***** GIVEN RECORDS

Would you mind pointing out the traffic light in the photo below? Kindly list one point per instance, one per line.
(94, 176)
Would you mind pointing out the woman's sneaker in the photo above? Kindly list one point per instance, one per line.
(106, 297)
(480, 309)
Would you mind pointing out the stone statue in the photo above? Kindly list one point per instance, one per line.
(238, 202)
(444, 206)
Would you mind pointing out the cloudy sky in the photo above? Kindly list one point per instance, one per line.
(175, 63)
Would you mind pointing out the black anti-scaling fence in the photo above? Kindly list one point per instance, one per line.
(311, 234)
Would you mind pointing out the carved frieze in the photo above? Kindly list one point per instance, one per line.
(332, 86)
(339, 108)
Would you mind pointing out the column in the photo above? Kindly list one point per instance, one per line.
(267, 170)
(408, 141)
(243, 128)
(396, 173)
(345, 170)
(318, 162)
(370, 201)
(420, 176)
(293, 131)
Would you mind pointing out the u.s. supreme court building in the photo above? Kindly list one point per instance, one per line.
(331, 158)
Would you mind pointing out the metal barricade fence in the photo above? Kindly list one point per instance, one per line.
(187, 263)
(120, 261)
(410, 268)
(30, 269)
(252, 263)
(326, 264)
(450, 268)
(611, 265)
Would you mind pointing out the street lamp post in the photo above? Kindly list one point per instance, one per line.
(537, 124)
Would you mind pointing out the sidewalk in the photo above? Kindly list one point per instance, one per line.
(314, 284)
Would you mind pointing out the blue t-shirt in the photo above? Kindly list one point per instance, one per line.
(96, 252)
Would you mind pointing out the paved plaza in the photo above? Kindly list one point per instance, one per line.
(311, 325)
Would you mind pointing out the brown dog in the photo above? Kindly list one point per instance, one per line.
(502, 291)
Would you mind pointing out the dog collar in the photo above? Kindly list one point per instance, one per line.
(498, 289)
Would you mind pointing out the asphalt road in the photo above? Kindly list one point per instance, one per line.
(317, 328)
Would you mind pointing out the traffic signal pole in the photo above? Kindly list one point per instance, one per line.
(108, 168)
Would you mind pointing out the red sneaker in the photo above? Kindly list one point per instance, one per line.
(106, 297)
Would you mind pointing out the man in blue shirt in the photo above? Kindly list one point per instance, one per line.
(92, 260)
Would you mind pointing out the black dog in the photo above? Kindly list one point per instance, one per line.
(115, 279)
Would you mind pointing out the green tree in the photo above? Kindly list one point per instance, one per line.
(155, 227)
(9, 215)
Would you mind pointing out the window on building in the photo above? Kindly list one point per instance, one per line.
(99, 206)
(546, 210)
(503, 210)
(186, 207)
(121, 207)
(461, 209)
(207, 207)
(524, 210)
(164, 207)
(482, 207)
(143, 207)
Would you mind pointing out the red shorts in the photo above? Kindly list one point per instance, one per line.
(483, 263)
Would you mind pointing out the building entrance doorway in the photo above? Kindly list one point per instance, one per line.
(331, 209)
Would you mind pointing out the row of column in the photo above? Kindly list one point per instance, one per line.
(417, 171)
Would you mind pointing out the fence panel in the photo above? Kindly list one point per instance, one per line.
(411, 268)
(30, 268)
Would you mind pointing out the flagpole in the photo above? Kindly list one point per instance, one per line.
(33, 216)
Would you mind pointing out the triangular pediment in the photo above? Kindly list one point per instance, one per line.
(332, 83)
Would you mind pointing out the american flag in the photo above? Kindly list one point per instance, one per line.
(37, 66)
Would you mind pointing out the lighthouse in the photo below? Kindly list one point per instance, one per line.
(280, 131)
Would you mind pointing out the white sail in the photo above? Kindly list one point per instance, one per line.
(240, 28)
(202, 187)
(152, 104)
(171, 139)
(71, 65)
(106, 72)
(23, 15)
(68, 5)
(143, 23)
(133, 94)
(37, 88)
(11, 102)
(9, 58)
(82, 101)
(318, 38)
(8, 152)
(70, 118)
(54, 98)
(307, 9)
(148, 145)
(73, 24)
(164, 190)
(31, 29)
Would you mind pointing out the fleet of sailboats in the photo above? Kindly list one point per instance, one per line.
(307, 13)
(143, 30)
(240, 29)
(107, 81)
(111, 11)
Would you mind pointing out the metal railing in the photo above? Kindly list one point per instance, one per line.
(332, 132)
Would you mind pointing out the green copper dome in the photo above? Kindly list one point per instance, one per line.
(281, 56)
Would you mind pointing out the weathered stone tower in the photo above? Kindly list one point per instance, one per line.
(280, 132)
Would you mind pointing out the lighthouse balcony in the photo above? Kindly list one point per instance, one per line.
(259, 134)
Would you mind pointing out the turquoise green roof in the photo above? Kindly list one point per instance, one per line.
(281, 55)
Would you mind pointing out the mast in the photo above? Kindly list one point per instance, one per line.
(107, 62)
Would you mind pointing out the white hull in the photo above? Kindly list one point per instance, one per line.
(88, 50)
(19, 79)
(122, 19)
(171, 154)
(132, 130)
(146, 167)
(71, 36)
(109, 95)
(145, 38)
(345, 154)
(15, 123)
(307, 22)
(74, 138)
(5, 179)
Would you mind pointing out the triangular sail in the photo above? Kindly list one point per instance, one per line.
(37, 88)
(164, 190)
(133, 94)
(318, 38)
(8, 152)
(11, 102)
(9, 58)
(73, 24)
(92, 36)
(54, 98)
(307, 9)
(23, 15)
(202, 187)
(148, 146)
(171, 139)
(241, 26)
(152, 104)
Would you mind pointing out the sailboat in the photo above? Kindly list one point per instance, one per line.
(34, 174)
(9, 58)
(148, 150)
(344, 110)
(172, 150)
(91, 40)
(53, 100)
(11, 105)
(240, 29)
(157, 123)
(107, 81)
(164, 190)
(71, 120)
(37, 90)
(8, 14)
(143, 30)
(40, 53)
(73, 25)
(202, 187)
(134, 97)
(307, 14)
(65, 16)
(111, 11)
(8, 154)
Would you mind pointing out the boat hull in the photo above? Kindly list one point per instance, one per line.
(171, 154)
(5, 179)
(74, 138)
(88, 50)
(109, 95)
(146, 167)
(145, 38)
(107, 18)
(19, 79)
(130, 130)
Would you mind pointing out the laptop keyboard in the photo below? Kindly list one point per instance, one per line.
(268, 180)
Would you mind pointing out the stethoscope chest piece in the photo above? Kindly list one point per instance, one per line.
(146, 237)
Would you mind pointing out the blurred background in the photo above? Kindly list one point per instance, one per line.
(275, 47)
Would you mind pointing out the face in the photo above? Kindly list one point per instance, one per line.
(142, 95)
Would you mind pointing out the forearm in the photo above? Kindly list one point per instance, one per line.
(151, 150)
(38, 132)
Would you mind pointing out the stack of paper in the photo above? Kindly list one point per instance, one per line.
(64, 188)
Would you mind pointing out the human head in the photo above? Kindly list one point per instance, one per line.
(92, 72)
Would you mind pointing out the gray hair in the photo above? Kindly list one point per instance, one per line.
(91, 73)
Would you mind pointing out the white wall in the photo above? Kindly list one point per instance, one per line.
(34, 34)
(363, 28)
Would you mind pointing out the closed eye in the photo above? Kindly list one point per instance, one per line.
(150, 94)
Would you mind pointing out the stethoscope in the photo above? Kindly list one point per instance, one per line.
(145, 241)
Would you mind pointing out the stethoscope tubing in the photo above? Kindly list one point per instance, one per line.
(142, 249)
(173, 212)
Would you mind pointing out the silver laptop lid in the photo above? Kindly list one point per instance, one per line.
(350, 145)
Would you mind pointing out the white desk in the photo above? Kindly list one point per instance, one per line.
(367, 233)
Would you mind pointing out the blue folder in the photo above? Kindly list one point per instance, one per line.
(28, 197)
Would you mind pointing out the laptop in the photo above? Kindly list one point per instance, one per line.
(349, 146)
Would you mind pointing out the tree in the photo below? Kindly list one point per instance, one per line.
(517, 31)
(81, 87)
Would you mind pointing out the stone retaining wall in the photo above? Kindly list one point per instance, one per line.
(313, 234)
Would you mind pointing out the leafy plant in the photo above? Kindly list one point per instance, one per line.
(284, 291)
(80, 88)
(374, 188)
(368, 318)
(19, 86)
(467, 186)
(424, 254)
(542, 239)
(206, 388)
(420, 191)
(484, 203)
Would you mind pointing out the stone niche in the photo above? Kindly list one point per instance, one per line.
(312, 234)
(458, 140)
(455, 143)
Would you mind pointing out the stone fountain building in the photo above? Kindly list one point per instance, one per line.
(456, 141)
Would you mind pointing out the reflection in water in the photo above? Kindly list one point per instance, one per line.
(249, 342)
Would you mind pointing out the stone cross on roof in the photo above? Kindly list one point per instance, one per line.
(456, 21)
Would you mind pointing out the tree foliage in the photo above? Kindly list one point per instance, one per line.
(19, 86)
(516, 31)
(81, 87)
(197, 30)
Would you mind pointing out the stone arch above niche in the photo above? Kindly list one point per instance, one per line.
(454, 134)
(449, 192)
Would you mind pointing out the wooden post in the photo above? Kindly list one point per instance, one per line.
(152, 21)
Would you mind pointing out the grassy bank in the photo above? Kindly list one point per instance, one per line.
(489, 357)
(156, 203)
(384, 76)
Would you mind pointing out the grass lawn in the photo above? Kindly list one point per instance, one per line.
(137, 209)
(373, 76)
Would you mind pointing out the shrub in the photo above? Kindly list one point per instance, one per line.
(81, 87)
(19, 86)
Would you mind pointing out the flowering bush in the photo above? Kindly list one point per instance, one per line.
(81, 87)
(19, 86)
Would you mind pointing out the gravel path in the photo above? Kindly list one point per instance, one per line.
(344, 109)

**********

__CHALLENGE__
Return the lines from the line containing "Would you mind pointing out the grass lawn" to the end of the entries above, exactly as they appear and with no other output.

__TASK RESULT__
Would you mind pointing out the grass lawn in the photo above? Kindly list one point per instance, one per line.
(137, 209)
(373, 76)
Would you mind pointing out the shrub in the photo above? Kindly list one point per instance, one per line.
(81, 87)
(19, 86)
Would you mind pointing out the flowering bush in the photo above? Kindly list one point per instance, one per line.
(81, 87)
(19, 86)
Would you mind pointing out the gravel path in the photo above? Kindly list one point per instance, one per line.
(344, 109)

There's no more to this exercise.